> EXERCISE OBJECTIVE: Produce the records again in full, exactly as shown below.

···

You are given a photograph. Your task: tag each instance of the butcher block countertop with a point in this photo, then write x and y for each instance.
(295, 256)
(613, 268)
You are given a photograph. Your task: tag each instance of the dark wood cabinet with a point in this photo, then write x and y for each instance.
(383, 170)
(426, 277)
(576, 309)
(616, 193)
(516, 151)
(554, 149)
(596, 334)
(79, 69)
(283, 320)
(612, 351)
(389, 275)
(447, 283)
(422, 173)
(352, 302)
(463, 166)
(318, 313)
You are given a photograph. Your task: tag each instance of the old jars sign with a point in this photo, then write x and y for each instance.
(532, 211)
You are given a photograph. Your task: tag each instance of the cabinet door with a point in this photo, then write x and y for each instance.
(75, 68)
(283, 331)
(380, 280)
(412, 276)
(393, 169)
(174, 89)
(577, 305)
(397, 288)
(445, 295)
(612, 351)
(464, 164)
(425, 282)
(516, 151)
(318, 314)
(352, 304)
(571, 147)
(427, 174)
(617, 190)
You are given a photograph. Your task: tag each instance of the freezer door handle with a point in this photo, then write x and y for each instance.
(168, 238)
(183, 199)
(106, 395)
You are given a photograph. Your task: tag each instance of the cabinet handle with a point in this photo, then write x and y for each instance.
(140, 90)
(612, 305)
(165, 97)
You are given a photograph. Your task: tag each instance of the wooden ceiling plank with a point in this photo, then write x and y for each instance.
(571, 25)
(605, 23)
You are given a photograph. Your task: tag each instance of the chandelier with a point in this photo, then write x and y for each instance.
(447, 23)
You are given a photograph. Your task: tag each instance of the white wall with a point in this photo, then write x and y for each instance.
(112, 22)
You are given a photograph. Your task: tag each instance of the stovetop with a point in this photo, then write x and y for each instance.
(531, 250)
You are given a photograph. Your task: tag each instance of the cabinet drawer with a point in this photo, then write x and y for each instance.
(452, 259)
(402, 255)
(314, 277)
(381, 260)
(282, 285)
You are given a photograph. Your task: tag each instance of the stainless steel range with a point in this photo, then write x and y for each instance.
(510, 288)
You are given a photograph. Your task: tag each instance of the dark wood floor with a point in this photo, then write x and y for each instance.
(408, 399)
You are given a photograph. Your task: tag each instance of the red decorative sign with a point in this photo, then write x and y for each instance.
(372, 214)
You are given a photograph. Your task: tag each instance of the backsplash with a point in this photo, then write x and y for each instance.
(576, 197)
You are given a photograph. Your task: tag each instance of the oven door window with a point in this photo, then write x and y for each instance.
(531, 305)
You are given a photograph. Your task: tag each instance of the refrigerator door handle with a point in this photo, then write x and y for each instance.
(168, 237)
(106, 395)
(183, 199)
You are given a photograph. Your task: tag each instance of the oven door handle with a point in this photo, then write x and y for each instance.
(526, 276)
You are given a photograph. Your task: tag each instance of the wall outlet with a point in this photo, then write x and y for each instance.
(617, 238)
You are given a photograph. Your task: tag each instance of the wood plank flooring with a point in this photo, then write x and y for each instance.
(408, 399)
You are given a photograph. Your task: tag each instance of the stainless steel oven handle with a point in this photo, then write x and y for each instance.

···

> WRITTEN RESPONSE:
You are given a photograph. Your task: tag each instance of the butcher block countertop with a point in this photo, then write x and y for each instance.
(295, 256)
(613, 268)
You are given a photograph. Your task: tag each instance of the dark wood cabinet with a point in this photo, then write x and y for each instance.
(383, 170)
(426, 277)
(576, 309)
(616, 193)
(516, 151)
(554, 149)
(596, 334)
(79, 69)
(283, 320)
(612, 351)
(389, 275)
(447, 283)
(422, 173)
(352, 302)
(463, 166)
(318, 313)
You are given a photograph. Your task: tag each instance of the old jars sign with a point in this photo, then write x and y for each instance.
(532, 211)
You are given a photograph. Your task: tag each instance of the cabinet door with a point in this photo, then write x and y for each instance.
(75, 68)
(283, 331)
(380, 280)
(412, 276)
(393, 169)
(174, 89)
(577, 305)
(397, 288)
(445, 295)
(612, 351)
(464, 164)
(425, 282)
(516, 151)
(318, 314)
(352, 304)
(571, 147)
(427, 174)
(617, 190)
You are given a photograph. Your task: tag each instance of the freezer door handle with a point in this photo, then write x and y for each instance.
(168, 238)
(183, 199)
(106, 395)
You are given a photograph. Your task: tag each instance of the cabinet handle with a point in this photo, then write x and y for each instance.
(140, 90)
(612, 305)
(165, 97)
You are given a photograph. Your task: tag each instance of the wooden ceiling plank with a point in this photo, then write x and y for each instance.
(571, 25)
(605, 23)
You are given a photograph. Your task: tag each instance of the chandelier with a point in this photo, then write x and y for each instance.
(447, 23)
You are given a photograph. Your task: tag each instance of the white wall with a point in this photo, then write x and y for each instance.
(112, 22)
You are given a photograph. Your task: tag each instance of the stovetop with a point in this photo, then write x and y for each instance.
(531, 250)
You are given a photograph. Your task: tag each instance of the cabinet drawer with a point in this photo, then write x and y for each instance.
(452, 259)
(402, 255)
(314, 277)
(381, 260)
(282, 285)
You are given a photograph. Your task: tag each instance of the stainless steel range with a point in this photo, then write x and y for each instance.
(510, 288)
You are given a photograph. Your task: tag each instance of the dark wood floor with a point in this photo, then write x and y for each instance.
(408, 399)
You are given a photograph. Your task: tag each instance of the red decorative sign with a point in this photo, then write x and y for each instance.
(372, 214)
You are given a photograph. Your task: tag each instance of the backsplash with a point in this photo, then write x and y for each instance.
(576, 197)
You are given a photograph. Your task: tag each instance of the oven door window with a point in this photo, then write x and y for each instance.
(531, 305)
You are given a photograph. Your task: tag each instance of the refrigerator door handle with a point in this photo, then write x and y for each instance.
(168, 237)
(106, 395)
(183, 199)
You are given a photograph. Your task: tag each instance of the oven door handle with a point in this photo, then write x and y for each instance.
(526, 276)
You are given a photograph. Your task: tag each instance of the wall outlet with a point in this photo, then write x and y for each instance.
(617, 238)
You are given a photograph. Your task: tag each instance of the wood plank flooring with a point in this photo, then write x and y for each instance.
(408, 399)
You are given a photograph. Your task: tag each instance of the stainless steel oven handle with a point in this photo, then write x and y for each instance.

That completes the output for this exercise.